- **Source data**
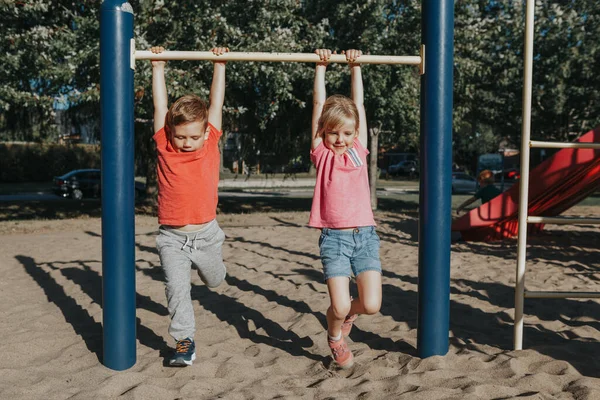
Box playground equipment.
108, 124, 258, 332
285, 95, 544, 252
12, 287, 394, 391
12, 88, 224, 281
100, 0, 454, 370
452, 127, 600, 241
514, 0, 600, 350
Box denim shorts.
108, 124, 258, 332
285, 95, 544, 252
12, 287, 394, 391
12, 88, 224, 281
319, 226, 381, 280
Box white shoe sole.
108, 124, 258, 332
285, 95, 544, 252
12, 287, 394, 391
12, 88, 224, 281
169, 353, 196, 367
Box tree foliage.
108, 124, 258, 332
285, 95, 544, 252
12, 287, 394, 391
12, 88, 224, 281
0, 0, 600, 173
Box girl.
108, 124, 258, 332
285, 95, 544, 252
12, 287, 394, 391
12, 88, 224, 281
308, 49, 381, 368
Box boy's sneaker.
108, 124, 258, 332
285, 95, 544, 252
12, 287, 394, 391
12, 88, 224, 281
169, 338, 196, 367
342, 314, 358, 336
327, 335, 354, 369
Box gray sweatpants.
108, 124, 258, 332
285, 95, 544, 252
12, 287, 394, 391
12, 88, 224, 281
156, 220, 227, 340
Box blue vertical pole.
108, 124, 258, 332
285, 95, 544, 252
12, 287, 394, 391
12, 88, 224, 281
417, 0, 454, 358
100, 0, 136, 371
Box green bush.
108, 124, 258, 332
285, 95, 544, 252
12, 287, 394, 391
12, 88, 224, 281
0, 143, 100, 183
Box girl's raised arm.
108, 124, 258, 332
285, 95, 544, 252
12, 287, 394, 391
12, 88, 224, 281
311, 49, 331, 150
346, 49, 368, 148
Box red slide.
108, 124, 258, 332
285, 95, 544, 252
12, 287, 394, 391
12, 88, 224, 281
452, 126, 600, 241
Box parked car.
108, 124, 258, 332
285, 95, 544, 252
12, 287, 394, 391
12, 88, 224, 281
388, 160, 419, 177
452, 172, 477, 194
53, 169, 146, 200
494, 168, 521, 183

---

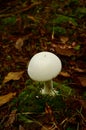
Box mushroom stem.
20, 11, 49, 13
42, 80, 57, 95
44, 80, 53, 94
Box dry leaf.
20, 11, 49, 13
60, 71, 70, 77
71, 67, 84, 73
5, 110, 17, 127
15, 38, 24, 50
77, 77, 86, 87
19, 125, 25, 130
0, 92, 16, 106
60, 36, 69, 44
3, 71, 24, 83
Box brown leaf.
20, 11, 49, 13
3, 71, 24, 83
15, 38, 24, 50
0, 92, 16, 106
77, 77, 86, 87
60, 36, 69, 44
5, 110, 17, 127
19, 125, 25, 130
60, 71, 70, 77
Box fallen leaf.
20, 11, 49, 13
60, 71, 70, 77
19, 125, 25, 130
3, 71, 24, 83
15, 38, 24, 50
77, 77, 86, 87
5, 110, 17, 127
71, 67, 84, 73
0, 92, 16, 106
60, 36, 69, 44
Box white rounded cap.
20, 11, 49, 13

==

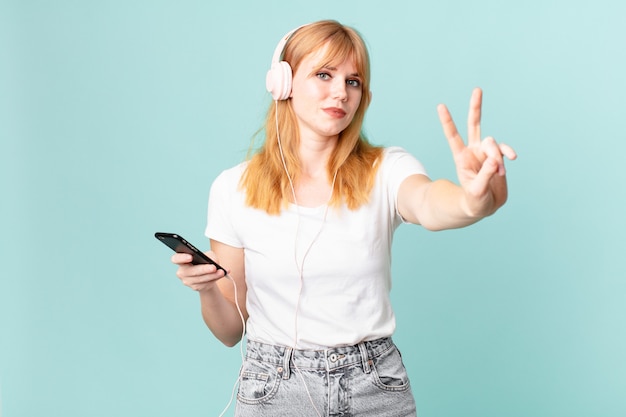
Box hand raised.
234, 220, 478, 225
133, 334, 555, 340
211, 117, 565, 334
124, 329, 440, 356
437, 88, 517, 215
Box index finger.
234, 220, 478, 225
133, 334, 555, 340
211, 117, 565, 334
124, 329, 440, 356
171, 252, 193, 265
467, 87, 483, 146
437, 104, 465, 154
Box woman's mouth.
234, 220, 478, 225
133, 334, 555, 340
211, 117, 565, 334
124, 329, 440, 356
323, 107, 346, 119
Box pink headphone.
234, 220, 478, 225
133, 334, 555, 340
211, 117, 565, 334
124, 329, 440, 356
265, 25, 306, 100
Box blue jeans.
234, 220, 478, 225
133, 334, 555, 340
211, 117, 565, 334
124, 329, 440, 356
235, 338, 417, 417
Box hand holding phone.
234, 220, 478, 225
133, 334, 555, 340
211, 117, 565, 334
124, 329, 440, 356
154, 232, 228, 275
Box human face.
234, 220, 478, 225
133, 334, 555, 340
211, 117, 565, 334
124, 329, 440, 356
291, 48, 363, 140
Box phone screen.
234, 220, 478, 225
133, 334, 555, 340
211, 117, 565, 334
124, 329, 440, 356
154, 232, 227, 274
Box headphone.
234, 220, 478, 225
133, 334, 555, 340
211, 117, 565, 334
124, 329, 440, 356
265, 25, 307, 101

- **Exercise instructions**
Report how many lines in the items above contain the string "raised". Give only the number.

- **Answer to this problem**
2